ABOUT THIS EXERCISE
All lines from the one with "of the eyebrow" to the end of the material, both included, are to be written out exactly and without anything else.

DATA EXTRACT
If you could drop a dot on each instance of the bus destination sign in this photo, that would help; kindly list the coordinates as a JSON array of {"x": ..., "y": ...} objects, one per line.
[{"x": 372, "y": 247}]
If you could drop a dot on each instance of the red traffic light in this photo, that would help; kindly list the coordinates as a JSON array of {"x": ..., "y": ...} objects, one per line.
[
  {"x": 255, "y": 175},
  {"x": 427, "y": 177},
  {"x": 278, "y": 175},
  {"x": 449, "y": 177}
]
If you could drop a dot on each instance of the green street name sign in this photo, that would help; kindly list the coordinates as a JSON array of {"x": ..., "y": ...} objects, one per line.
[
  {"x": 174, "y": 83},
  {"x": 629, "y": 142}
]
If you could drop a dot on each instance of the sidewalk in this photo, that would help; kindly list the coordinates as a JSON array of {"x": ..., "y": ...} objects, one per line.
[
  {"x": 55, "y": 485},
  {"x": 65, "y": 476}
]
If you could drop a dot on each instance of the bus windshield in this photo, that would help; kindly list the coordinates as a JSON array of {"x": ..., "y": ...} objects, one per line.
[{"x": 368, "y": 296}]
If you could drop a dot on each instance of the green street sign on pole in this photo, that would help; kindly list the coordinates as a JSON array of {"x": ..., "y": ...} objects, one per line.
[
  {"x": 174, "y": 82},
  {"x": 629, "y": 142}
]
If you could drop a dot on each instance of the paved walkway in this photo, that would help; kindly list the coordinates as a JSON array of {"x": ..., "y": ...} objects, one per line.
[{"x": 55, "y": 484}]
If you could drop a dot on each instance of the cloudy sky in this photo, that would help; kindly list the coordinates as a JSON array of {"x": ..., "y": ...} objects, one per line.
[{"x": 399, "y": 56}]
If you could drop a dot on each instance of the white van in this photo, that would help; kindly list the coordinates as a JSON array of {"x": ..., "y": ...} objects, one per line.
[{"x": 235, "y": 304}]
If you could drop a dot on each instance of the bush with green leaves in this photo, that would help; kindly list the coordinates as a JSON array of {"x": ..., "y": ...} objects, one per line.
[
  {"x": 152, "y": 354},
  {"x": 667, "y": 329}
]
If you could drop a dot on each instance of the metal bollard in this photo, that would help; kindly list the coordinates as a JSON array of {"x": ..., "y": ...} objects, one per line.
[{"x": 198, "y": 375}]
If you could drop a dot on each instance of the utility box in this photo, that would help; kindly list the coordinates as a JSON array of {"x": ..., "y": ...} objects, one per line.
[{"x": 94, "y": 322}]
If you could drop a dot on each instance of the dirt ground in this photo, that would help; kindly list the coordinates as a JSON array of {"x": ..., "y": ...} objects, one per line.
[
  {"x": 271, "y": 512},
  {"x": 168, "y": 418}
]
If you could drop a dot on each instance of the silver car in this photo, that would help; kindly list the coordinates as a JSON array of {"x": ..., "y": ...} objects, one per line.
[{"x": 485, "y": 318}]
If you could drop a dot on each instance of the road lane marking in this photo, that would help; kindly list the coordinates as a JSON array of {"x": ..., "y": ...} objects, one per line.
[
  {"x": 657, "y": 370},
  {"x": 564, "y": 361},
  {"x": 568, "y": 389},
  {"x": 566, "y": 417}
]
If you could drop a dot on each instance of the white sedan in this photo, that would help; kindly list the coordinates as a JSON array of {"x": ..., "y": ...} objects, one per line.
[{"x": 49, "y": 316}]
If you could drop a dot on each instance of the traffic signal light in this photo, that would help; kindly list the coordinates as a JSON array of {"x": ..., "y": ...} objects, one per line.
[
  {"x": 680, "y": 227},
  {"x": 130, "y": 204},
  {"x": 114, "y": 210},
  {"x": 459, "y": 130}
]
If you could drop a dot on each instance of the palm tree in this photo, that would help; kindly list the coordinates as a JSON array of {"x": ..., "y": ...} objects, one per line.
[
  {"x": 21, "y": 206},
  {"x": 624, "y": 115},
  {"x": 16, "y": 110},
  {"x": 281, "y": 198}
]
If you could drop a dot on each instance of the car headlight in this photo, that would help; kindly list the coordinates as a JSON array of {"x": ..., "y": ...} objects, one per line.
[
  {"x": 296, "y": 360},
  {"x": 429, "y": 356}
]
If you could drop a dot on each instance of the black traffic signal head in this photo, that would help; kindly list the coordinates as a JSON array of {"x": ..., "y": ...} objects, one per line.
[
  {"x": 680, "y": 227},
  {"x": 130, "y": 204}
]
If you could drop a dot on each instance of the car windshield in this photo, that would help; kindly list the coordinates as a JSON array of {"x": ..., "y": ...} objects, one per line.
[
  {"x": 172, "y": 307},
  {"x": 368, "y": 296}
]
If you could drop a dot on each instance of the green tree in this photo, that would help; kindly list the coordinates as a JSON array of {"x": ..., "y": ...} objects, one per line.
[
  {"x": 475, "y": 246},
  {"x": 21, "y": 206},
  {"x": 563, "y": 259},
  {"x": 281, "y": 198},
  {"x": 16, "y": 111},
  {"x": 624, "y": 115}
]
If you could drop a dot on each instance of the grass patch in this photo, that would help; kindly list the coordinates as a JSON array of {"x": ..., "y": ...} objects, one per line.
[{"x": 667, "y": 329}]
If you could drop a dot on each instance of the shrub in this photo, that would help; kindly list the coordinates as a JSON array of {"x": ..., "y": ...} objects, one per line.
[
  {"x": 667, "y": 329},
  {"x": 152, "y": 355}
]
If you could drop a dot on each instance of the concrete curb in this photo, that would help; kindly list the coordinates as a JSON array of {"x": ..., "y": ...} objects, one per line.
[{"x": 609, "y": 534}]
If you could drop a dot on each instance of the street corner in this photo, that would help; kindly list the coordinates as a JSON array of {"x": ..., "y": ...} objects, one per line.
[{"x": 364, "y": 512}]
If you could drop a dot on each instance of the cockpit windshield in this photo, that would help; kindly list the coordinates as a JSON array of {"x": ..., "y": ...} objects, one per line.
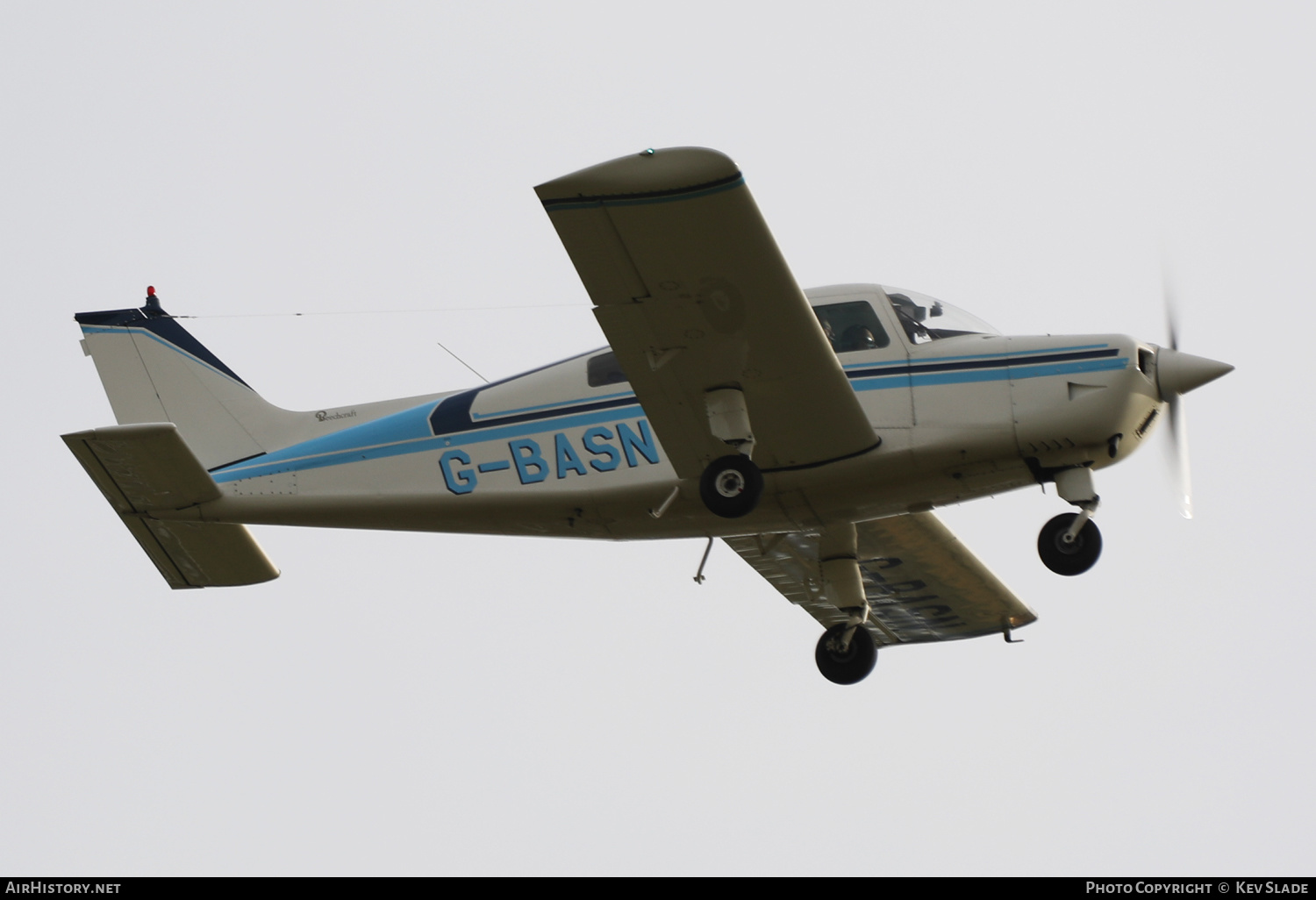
[{"x": 926, "y": 318}]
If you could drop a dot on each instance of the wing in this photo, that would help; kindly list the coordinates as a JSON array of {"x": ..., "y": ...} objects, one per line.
[
  {"x": 695, "y": 296},
  {"x": 921, "y": 583}
]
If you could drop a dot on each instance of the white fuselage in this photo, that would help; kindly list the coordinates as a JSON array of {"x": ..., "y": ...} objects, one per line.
[{"x": 566, "y": 450}]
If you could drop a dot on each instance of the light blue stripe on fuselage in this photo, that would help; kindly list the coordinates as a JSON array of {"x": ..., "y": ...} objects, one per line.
[
  {"x": 999, "y": 374},
  {"x": 410, "y": 431},
  {"x": 302, "y": 457}
]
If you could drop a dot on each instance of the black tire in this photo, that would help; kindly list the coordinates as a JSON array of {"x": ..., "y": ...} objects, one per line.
[
  {"x": 852, "y": 666},
  {"x": 1069, "y": 558},
  {"x": 732, "y": 486}
]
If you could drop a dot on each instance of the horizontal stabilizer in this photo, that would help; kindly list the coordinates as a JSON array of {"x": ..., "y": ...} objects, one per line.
[{"x": 145, "y": 468}]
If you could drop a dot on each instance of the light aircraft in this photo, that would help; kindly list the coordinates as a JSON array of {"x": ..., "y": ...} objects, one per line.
[{"x": 812, "y": 431}]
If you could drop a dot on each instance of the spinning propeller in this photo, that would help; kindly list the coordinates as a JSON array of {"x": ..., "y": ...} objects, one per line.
[{"x": 1177, "y": 373}]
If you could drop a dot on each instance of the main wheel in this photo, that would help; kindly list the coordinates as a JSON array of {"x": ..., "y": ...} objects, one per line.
[
  {"x": 1073, "y": 558},
  {"x": 731, "y": 486},
  {"x": 847, "y": 668}
]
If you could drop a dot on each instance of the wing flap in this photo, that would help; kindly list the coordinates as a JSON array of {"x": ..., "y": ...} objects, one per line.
[
  {"x": 920, "y": 581},
  {"x": 694, "y": 295},
  {"x": 145, "y": 468}
]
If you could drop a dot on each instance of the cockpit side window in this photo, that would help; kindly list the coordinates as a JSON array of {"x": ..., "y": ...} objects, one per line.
[
  {"x": 604, "y": 370},
  {"x": 852, "y": 326}
]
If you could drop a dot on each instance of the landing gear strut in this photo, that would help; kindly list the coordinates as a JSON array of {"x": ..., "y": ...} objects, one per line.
[
  {"x": 1070, "y": 544},
  {"x": 731, "y": 486},
  {"x": 845, "y": 661}
]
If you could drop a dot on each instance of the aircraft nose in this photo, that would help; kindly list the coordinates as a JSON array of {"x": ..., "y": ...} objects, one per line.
[{"x": 1178, "y": 373}]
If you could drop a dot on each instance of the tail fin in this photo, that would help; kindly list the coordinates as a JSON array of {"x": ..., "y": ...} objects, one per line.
[{"x": 155, "y": 371}]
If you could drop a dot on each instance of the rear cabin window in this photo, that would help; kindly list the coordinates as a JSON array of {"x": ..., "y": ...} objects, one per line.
[
  {"x": 850, "y": 326},
  {"x": 604, "y": 370}
]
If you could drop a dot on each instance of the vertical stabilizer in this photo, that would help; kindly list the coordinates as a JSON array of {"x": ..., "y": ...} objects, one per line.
[{"x": 155, "y": 371}]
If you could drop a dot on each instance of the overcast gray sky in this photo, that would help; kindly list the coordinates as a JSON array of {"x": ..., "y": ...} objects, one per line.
[{"x": 447, "y": 704}]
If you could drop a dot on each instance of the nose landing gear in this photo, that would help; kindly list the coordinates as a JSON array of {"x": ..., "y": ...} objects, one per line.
[
  {"x": 1071, "y": 544},
  {"x": 1069, "y": 550}
]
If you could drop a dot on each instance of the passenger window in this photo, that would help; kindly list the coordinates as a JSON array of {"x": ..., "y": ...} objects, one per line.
[
  {"x": 604, "y": 370},
  {"x": 850, "y": 326}
]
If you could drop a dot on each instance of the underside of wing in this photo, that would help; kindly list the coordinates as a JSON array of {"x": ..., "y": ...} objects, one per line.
[
  {"x": 703, "y": 312},
  {"x": 920, "y": 582}
]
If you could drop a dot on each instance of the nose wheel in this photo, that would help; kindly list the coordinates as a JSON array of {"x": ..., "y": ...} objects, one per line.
[
  {"x": 731, "y": 486},
  {"x": 1069, "y": 550}
]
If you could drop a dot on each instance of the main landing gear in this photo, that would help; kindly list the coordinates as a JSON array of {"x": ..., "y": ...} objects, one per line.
[
  {"x": 732, "y": 486},
  {"x": 1071, "y": 544},
  {"x": 845, "y": 654}
]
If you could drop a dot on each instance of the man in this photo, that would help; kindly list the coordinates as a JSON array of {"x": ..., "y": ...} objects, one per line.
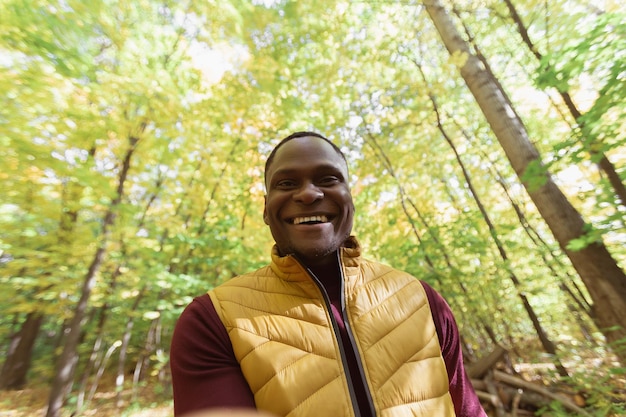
[{"x": 320, "y": 331}]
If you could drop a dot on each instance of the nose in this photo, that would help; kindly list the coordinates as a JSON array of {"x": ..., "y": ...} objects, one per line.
[{"x": 308, "y": 193}]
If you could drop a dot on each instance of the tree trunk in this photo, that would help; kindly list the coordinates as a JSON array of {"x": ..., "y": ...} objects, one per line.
[
  {"x": 66, "y": 364},
  {"x": 19, "y": 354},
  {"x": 602, "y": 276},
  {"x": 603, "y": 162}
]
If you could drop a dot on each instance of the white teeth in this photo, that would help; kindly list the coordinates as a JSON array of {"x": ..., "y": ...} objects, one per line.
[{"x": 299, "y": 220}]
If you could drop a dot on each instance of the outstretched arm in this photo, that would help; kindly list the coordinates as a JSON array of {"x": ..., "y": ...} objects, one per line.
[
  {"x": 205, "y": 373},
  {"x": 466, "y": 403}
]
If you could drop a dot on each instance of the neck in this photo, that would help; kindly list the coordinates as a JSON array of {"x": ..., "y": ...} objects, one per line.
[{"x": 327, "y": 269}]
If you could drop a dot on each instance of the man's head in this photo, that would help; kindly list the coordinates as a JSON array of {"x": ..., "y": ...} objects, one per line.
[{"x": 308, "y": 205}]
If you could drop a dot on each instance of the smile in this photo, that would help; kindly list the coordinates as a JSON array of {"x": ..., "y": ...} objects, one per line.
[{"x": 310, "y": 219}]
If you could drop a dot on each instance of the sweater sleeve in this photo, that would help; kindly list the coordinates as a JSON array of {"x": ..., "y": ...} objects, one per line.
[
  {"x": 205, "y": 373},
  {"x": 466, "y": 402}
]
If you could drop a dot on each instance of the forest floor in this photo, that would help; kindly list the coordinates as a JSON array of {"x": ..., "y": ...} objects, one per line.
[
  {"x": 32, "y": 402},
  {"x": 153, "y": 399}
]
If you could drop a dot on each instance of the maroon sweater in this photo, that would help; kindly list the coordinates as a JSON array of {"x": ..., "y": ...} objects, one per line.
[{"x": 205, "y": 373}]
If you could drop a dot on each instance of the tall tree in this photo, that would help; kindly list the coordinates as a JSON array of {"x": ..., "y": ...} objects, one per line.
[{"x": 604, "y": 279}]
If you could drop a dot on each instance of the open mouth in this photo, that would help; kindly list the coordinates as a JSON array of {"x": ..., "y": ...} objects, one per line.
[{"x": 309, "y": 220}]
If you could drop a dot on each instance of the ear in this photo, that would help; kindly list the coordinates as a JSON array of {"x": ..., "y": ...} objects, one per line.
[{"x": 265, "y": 217}]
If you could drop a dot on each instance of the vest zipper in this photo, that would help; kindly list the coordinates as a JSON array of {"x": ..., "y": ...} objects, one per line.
[
  {"x": 344, "y": 360},
  {"x": 346, "y": 323}
]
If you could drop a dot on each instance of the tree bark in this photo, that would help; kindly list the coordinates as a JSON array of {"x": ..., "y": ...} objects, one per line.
[
  {"x": 19, "y": 354},
  {"x": 66, "y": 363},
  {"x": 603, "y": 162},
  {"x": 602, "y": 276}
]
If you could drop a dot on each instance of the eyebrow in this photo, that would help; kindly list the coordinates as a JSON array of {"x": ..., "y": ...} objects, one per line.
[{"x": 323, "y": 168}]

THE ANSWER
If you could drop a dot on each instance of the eyebrow in this photo, that would help; kindly list the coordinates as a JSON array of {"x": ..., "y": ...} objects, one per line.
[{"x": 323, "y": 168}]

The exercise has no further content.